--- The data Enclosed Below ---
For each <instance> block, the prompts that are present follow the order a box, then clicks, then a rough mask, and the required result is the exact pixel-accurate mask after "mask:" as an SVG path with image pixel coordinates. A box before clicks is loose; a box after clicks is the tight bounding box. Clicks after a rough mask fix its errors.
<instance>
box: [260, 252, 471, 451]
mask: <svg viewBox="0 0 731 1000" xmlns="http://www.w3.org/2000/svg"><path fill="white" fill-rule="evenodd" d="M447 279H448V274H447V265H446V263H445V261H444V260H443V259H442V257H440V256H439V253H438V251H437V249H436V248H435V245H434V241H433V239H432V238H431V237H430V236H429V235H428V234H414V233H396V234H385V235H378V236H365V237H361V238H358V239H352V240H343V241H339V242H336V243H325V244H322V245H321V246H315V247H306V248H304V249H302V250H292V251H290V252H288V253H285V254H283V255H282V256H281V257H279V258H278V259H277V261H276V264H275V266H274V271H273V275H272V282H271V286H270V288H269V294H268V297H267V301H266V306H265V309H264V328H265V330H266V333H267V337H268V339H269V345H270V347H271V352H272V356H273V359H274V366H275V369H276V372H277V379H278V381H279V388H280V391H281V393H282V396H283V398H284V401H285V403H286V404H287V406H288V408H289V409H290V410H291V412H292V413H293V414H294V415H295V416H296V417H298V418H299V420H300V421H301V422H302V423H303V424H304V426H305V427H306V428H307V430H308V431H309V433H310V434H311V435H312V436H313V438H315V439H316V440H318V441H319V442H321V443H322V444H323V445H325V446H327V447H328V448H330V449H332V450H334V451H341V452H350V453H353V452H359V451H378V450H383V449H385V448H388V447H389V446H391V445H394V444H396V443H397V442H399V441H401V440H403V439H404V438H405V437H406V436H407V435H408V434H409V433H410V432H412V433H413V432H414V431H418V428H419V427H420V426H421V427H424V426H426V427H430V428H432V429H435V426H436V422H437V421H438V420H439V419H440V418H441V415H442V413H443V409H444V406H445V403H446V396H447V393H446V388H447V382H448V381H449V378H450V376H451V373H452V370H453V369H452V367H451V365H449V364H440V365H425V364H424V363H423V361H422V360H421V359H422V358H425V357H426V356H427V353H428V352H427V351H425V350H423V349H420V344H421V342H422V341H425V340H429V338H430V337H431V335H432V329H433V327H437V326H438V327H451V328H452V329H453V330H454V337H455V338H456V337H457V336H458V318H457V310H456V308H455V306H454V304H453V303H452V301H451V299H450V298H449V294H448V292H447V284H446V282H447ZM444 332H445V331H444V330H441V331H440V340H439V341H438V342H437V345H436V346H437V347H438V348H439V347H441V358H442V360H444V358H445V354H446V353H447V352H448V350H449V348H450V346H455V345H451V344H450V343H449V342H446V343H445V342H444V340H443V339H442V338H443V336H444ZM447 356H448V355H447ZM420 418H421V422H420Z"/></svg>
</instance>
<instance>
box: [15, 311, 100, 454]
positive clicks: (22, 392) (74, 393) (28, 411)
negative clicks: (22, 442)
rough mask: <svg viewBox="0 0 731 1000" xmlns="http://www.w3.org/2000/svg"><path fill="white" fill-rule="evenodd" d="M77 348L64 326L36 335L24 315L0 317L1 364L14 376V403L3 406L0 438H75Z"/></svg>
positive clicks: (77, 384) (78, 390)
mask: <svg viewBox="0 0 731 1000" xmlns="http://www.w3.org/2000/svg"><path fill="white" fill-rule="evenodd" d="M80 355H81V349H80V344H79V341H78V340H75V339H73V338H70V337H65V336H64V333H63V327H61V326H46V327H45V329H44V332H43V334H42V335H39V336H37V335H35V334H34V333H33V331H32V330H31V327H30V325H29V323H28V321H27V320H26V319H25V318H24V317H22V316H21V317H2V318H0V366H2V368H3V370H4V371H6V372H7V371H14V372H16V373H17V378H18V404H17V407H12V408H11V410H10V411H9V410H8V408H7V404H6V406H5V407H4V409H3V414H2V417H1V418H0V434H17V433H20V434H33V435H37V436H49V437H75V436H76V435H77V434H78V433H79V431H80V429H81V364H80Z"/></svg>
--- End of Enclosed The data ---
--- The data Enclosed Below ---
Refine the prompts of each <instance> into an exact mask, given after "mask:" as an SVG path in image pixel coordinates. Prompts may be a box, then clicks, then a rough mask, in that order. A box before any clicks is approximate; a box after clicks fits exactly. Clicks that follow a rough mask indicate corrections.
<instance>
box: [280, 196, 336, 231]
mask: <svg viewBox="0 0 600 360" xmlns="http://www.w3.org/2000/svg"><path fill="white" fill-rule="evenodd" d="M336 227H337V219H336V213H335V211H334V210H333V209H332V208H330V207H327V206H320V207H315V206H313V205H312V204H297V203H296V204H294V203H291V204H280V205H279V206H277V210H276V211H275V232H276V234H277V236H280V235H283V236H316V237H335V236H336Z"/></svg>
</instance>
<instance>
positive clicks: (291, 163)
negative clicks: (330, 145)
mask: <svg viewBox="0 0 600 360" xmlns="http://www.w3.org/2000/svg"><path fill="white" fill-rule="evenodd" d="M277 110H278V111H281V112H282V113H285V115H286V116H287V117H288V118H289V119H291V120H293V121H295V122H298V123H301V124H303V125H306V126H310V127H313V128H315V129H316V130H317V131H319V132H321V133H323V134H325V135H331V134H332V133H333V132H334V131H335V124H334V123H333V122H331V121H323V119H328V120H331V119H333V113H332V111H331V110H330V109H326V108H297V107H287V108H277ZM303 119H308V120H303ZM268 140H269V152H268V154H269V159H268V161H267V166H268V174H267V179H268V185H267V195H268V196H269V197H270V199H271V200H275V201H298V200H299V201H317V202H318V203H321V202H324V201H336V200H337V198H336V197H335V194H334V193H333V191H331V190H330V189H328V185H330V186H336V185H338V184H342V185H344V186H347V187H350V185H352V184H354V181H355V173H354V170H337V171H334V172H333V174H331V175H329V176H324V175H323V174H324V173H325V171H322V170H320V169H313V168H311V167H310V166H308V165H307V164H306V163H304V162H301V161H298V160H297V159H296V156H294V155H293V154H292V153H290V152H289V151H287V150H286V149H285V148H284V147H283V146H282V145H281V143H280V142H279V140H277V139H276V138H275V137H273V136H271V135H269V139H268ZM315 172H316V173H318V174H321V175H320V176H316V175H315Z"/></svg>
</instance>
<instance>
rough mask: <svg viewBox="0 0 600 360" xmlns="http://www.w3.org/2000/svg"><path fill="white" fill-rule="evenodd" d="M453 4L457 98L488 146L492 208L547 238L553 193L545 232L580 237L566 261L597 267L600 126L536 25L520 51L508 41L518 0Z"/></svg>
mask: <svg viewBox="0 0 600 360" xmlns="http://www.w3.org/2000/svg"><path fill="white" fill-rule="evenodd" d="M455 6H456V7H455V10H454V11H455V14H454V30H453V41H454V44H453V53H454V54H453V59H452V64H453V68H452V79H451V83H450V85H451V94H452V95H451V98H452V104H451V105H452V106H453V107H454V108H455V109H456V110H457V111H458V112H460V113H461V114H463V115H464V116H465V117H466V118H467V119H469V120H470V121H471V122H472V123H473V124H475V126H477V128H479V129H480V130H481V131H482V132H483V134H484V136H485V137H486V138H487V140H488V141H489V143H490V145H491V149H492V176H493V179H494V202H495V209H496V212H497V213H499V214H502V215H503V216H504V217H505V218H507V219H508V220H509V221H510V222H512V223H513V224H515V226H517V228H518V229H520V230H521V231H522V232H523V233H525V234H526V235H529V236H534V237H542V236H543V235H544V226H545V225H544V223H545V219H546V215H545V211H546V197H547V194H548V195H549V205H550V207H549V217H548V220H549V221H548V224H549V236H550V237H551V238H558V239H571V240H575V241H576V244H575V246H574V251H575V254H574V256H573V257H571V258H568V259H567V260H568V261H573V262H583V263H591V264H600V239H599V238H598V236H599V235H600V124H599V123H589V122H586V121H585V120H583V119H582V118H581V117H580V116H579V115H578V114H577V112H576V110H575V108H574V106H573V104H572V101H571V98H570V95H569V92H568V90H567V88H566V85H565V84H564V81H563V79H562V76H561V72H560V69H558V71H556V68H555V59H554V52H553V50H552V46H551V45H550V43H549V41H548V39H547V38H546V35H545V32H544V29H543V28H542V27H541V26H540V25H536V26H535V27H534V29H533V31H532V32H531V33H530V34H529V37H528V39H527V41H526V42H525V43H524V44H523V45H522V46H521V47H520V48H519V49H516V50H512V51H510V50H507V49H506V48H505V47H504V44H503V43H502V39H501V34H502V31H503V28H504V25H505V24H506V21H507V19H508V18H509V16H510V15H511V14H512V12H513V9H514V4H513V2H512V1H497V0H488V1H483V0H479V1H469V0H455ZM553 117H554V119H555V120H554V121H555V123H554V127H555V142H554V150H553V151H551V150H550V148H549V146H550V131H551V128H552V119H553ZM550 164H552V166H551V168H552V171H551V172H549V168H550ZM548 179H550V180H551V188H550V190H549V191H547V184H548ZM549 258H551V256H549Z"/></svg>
--- End of Enclosed The data ---
■ Work to be completed ■
Of all the entries above, repeat only the lines from the line that has "Refine the prompts" to the line that has "positive clicks: (291, 163)", both lines included, exactly.

■ Exercise output ■
Refine the prompts of each <instance> into an exact mask, given after "mask:" as an SVG path in image pixel coordinates. Prompts may be a box, then clicks, then a rough mask, in that order. A box before any clicks is approximate; a box after clicks fits exactly. Clicks that follow a rough mask indicate corrections.
<instance>
box: [280, 196, 336, 231]
mask: <svg viewBox="0 0 600 360" xmlns="http://www.w3.org/2000/svg"><path fill="white" fill-rule="evenodd" d="M336 227H337V219H336V213H335V211H334V210H333V209H332V208H330V207H327V206H320V207H315V206H313V205H312V204H297V203H296V204H294V203H291V204H280V205H279V206H277V210H276V211H275V232H276V234H277V236H280V235H283V236H316V237H335V236H336Z"/></svg>
</instance>
<instance>
positive clicks: (291, 163)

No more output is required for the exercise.